— OBJECTIVE —
Rewrite everything in the entries below from the line containing "the black folding" down to the line containing "(1259, 731)", keeping the request lines as they are and offsetting every coordinate in the answers by adding 96 to each number.

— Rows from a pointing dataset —
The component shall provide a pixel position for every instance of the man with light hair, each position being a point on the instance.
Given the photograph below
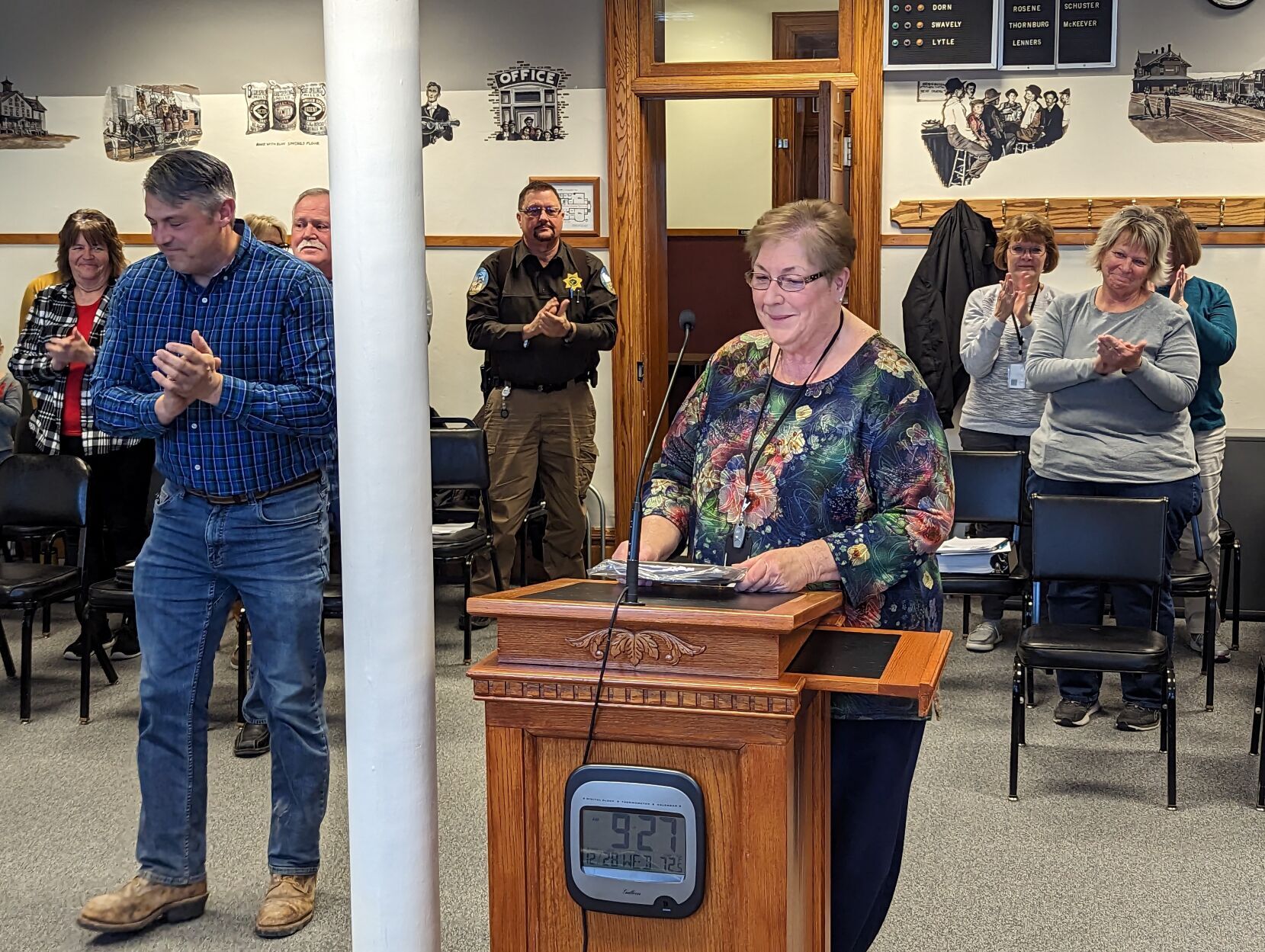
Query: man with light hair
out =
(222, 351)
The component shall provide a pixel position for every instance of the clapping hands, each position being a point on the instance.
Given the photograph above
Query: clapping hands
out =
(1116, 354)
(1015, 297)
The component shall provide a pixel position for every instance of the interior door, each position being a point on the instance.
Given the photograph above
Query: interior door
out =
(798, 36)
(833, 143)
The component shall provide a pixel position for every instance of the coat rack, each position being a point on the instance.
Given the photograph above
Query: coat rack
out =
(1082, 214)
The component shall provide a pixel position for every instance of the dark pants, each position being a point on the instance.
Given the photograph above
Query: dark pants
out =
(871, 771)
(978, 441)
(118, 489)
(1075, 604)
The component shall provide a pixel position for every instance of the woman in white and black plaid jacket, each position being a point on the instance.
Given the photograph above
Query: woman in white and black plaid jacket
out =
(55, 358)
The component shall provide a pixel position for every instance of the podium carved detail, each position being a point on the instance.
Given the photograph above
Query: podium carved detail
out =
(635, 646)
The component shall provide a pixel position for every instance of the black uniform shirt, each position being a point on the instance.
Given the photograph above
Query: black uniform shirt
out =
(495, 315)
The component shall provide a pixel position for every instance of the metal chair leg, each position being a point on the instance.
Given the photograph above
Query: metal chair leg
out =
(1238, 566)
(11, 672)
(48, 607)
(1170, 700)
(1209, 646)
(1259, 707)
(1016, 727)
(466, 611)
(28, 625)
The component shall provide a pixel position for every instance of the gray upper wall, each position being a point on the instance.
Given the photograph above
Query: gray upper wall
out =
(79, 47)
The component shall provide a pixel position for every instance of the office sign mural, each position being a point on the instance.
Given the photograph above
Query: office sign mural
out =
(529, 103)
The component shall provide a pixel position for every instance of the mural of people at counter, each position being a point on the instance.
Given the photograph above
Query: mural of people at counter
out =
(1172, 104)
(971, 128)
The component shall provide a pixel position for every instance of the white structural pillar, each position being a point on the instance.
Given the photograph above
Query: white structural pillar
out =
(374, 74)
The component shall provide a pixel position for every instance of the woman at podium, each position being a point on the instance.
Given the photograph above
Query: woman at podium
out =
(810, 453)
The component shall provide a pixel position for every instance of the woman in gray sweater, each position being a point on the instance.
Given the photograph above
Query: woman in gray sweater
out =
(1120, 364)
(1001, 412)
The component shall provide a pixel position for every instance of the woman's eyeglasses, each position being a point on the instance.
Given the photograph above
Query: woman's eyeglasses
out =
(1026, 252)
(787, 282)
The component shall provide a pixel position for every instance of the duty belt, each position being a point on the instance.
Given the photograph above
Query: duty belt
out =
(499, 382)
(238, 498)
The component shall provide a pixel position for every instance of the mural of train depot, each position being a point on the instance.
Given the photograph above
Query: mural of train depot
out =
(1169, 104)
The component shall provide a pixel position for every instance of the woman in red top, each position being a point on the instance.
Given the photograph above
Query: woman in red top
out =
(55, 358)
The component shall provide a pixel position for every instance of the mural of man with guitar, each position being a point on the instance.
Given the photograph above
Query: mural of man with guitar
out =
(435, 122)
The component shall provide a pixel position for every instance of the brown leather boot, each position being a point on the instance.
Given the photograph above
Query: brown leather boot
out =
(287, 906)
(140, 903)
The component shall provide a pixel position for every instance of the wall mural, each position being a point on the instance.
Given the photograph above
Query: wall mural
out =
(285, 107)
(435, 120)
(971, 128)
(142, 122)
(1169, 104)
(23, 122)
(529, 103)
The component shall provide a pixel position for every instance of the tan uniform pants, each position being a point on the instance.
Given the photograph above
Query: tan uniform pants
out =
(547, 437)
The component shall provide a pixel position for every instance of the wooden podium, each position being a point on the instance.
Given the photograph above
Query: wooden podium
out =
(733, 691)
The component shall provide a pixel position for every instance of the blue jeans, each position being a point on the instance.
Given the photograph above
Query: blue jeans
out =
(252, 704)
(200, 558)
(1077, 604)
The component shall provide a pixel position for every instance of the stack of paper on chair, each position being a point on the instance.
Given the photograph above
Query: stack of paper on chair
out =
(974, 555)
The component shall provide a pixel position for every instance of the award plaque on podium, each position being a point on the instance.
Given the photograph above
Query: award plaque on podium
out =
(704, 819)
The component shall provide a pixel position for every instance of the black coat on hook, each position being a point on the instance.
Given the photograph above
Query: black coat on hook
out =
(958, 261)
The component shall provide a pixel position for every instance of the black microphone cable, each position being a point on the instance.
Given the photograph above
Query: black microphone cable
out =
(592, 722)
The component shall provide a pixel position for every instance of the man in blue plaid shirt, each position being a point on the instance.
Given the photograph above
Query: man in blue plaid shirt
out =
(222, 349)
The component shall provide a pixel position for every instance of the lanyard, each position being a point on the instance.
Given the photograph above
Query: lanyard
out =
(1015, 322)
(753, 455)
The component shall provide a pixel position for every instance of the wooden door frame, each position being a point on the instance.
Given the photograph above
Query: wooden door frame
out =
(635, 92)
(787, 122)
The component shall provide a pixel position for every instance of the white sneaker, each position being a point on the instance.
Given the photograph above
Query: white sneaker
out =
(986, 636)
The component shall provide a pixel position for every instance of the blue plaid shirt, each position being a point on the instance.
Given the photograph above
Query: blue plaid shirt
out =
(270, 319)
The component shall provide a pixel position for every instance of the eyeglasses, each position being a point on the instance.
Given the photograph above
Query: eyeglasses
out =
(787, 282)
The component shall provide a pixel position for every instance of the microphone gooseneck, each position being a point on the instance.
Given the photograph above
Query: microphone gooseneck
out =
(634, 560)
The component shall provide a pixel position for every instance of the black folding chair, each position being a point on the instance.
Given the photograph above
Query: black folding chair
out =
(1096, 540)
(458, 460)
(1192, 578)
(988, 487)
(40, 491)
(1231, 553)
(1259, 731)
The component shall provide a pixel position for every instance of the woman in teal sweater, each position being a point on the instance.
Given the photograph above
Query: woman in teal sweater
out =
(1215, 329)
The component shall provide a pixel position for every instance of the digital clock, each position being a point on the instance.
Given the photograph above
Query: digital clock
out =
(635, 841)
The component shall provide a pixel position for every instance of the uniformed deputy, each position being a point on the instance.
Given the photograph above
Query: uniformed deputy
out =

— RESULT FOR THIS EXERCISE —
The component shall provide a pixel position for every instance of the black folding chair, each position being a point on the instance.
Given the photograph above
Query: black folding chair
out =
(1192, 636)
(554, 556)
(1288, 674)
(1084, 583)
(136, 587)
(1327, 649)
(1355, 827)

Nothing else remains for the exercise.